**Task goal**: Continue the blog post about the California ruling on the Temple preschool teachers and the ministerial exception, starting right after its last sentence.

This is from religionclause.blogspot.com which you can find here:

In Su v. Stephen S. Wise Temple, (CA App., March 8, 2019), a California state appellate court held that teachers in a Reform Jewish Temple’s preschool are not covered by the ministerial exception rule.  In the case, California’s Labor Commissioner sued on behalf of 40 teachers alleging that the school violated the state’s Labor Code by failing to provide rest breaks, uninterrupted meal breaks, and overtime pay.In rejecting the Temple’s ministerial exception defense, the majority said in part:

Although the Temple’s preschool curriculum has both secular and religious content, its teachers are not required to have any formal Jewish education, to be knowledgeable about Jewish belief and practice, or to adhere to the Temple’s theology.  Further, the Temple does not refer to its teachers as “ministers” or the equivalent, nor do the teachers refer to themselves as such. Accordingly, we conclude the teachers are not “ministers” for purposes of the ministerial exception.

**Records**:
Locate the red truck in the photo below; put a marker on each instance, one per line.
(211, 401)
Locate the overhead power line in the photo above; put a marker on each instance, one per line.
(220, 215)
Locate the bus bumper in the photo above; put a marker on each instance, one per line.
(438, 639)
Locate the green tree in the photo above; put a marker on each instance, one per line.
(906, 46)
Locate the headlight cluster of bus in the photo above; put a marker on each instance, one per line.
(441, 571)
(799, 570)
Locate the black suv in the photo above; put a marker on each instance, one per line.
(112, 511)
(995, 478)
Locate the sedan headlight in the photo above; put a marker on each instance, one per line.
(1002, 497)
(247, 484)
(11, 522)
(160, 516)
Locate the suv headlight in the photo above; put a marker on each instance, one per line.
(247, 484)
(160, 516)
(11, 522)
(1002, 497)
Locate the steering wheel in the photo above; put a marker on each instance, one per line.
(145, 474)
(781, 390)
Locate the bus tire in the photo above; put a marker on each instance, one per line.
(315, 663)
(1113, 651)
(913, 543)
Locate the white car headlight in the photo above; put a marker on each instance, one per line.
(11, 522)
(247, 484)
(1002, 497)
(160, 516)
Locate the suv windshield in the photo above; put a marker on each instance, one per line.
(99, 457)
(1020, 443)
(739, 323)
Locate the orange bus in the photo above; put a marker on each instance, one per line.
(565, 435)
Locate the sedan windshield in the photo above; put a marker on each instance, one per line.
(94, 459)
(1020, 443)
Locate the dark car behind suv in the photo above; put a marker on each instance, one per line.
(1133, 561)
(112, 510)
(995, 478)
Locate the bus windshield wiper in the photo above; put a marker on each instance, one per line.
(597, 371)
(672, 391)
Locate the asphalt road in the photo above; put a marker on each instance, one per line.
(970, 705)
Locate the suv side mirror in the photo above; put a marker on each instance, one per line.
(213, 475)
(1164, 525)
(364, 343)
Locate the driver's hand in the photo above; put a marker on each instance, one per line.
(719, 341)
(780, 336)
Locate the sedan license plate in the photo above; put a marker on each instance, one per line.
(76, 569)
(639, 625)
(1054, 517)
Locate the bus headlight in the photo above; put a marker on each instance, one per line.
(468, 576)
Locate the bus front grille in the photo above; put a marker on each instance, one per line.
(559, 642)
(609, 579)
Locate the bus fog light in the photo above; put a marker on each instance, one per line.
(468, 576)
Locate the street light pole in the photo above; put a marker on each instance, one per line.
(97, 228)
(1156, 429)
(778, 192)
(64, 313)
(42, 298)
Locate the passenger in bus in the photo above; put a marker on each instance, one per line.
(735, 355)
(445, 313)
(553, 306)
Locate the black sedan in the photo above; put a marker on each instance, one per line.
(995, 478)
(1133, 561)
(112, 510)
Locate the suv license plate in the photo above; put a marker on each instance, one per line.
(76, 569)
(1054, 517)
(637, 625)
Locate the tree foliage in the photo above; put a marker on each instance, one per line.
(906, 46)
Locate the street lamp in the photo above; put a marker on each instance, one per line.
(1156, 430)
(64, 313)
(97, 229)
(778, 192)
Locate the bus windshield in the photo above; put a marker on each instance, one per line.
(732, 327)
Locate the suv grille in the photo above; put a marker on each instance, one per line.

**Answer space**:
Presiding Judge Edmon filed a concurring opinion contending that the court need not reach the question of whether the teachers held “ministerial” positions, saying in part:

I would conclude that the Temple has not demonstrated that the ministerial exception has any application to the present dispute, which does not touch on the Temple’s freedom to choose its ministers or to practice its beliefs….

[T]he constitutional imperative against encroaching on a church’s selection of its ministers does not, as a logical matter, suggest that churches must be exempted from all laws that would regulate the employment relationship between a religious institution and its ministers. Given the number and variety of federal and state employment laws, it stands to reason that some laws will impose a greater burden on religious interests than will others. Accordingly, courts can, without doctrinal inconsistency, exempt churches from the application of some employment laws without exempting churches from all such laws.